Exercise prompt → Pick out every line of the records below that contains the word "surface" and copy each of those lines.

Records provided →
○ ○ ○ ○ ○ ○ ○

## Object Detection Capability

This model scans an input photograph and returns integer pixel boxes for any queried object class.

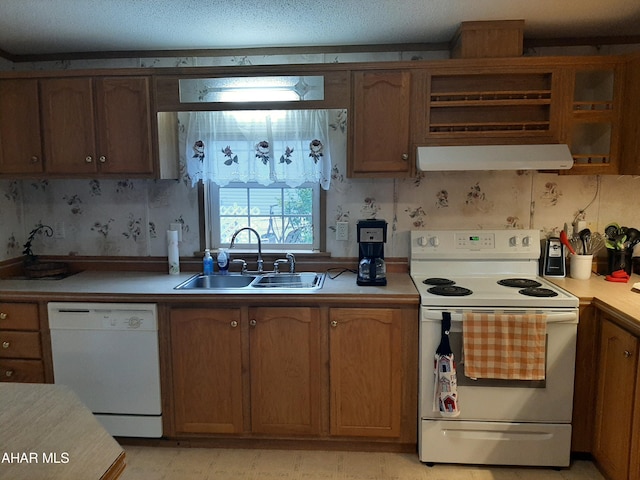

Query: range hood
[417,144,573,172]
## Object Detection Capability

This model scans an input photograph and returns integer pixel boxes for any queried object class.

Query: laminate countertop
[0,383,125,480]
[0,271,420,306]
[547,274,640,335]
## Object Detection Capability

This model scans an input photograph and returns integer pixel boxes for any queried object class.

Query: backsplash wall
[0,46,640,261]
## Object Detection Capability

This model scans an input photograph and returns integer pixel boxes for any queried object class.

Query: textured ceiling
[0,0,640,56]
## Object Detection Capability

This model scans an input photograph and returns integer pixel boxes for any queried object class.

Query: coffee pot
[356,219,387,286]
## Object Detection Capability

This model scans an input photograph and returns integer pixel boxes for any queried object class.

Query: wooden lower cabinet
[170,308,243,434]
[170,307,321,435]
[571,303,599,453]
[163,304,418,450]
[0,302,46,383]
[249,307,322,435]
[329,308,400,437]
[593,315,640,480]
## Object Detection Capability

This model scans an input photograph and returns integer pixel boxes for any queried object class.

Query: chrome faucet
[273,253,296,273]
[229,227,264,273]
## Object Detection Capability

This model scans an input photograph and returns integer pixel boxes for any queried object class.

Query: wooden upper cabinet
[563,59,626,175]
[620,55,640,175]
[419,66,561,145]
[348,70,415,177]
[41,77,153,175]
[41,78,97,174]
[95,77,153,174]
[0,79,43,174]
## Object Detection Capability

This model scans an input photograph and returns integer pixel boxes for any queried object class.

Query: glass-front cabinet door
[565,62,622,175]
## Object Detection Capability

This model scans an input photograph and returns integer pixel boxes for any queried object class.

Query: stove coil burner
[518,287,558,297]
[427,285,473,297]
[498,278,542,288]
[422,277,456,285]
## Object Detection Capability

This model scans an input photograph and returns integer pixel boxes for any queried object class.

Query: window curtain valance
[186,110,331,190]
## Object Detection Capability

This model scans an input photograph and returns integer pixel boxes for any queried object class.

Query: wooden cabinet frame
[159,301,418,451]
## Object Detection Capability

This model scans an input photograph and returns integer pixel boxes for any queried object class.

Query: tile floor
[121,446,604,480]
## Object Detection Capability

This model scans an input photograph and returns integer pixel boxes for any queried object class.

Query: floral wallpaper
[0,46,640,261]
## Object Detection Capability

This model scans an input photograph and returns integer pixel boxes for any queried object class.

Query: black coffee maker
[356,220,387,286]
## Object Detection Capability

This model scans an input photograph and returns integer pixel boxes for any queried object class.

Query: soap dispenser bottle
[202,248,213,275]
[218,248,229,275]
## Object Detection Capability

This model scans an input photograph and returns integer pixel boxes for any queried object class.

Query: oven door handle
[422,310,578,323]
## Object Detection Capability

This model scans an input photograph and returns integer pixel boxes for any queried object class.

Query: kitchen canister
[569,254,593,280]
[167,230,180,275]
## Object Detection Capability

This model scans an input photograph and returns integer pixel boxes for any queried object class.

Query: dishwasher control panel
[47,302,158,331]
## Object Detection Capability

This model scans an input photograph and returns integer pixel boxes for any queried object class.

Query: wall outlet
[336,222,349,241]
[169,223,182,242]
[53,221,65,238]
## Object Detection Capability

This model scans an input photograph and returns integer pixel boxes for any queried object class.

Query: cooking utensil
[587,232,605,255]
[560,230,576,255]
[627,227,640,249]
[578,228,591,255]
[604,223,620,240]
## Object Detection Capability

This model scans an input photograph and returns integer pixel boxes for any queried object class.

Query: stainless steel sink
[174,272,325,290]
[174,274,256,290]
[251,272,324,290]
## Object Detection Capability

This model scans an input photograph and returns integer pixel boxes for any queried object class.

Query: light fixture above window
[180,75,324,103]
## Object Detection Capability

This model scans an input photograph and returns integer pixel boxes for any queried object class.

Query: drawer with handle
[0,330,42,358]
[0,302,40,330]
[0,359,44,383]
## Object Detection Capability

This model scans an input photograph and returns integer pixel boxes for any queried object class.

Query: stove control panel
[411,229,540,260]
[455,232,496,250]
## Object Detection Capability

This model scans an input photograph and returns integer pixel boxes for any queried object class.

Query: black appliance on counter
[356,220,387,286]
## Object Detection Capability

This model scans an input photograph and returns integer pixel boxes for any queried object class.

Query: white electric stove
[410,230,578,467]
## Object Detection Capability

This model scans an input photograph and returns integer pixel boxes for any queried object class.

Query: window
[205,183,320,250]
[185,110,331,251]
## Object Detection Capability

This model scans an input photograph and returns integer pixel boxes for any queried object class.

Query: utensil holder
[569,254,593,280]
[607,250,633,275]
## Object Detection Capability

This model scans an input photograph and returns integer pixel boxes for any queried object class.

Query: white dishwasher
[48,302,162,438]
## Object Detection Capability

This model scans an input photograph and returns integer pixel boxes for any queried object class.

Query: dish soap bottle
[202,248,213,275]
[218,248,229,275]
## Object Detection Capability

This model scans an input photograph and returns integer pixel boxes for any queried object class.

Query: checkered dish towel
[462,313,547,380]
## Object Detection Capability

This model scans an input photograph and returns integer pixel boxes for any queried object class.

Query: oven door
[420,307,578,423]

○ ○ ○ ○ ○ ○ ○

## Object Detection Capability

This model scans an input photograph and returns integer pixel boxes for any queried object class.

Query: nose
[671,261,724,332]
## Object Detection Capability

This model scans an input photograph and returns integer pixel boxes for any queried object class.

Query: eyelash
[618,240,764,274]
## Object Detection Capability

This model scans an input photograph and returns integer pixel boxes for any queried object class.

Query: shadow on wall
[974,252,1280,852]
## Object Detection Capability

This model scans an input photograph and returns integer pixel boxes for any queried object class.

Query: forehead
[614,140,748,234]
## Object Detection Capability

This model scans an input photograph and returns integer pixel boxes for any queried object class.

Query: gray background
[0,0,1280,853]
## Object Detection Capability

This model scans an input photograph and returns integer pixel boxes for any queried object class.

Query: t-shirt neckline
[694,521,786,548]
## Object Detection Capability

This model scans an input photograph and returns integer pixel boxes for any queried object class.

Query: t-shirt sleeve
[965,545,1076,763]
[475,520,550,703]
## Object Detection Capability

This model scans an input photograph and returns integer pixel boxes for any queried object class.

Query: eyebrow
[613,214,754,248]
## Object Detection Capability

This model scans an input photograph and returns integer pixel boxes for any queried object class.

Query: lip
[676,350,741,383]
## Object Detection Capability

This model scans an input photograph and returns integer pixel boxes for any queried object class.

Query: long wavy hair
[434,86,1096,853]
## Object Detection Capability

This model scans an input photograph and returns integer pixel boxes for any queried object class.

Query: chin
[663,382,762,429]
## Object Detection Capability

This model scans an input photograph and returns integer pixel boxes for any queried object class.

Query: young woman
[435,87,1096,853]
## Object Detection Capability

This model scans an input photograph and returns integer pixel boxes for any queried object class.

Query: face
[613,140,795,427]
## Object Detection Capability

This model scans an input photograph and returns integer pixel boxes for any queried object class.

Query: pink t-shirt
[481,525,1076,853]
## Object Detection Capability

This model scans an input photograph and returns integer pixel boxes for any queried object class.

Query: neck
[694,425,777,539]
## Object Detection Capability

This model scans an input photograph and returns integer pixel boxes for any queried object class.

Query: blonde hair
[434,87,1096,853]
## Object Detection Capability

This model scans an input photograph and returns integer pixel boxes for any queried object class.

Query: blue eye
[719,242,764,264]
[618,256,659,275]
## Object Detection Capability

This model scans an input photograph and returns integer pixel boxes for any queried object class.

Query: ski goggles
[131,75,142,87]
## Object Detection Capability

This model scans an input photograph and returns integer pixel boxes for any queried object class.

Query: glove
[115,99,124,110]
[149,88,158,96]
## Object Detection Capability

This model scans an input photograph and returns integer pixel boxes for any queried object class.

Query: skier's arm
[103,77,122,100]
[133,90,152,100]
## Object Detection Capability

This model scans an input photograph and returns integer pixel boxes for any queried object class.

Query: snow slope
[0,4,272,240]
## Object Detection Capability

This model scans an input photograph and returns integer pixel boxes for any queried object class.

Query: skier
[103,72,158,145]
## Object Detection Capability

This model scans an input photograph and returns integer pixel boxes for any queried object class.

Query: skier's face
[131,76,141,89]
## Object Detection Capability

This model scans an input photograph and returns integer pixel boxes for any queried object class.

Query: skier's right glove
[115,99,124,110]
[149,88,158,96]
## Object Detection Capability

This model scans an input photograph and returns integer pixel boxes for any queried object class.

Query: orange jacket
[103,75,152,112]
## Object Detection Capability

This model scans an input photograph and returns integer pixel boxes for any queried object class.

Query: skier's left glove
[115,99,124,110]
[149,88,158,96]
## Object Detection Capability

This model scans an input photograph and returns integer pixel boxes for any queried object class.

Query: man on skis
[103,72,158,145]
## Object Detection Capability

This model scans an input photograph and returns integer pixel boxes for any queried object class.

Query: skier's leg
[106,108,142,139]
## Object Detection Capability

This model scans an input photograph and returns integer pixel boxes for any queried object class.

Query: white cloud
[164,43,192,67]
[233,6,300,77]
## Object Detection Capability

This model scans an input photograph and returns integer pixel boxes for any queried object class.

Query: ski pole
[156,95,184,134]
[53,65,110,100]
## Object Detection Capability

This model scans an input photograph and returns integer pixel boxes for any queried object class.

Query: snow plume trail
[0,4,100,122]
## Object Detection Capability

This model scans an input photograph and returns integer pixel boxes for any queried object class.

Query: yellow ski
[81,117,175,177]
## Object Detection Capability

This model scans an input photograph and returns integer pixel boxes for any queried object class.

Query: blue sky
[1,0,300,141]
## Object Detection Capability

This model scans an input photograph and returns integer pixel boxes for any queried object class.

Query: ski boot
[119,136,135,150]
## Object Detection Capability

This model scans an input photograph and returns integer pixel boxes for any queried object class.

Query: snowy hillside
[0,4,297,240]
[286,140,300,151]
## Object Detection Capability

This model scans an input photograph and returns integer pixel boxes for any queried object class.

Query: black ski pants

○ ○ ○ ○ ○ ○ ○

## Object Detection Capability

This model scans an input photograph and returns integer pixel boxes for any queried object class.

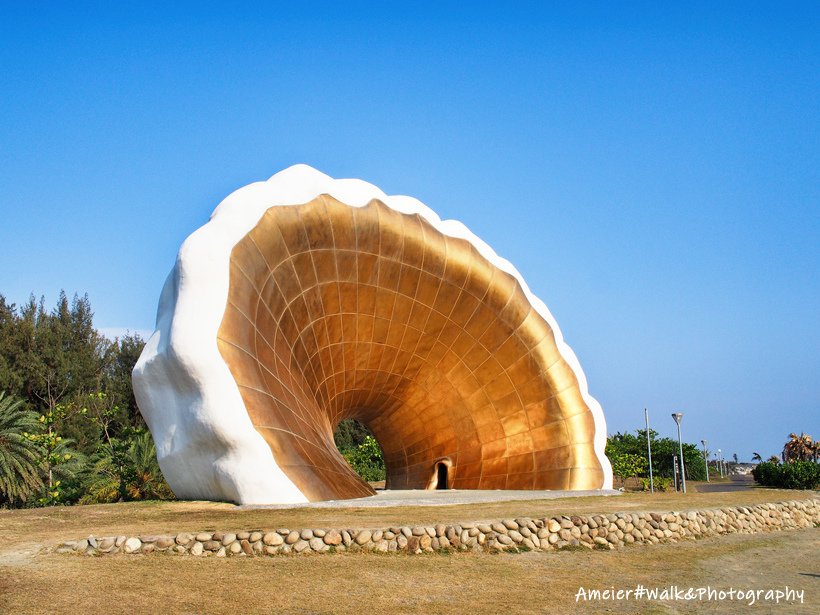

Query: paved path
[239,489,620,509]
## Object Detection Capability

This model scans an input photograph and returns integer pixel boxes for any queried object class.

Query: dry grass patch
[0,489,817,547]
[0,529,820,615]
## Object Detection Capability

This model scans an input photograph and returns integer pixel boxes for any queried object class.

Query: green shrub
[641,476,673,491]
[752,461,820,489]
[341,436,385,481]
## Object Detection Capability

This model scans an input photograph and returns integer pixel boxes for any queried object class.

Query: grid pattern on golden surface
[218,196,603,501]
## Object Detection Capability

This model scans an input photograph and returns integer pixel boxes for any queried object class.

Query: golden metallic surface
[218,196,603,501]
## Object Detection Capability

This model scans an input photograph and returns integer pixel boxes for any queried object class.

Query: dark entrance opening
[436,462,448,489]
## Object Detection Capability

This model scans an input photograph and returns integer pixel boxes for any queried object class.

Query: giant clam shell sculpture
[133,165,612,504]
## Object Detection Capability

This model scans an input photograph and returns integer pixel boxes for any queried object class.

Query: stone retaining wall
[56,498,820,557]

○ ○ ○ ○ ○ ○ ○

Result of the exercise →
Query: grid pattern on golden surface
Query: golden metallic surface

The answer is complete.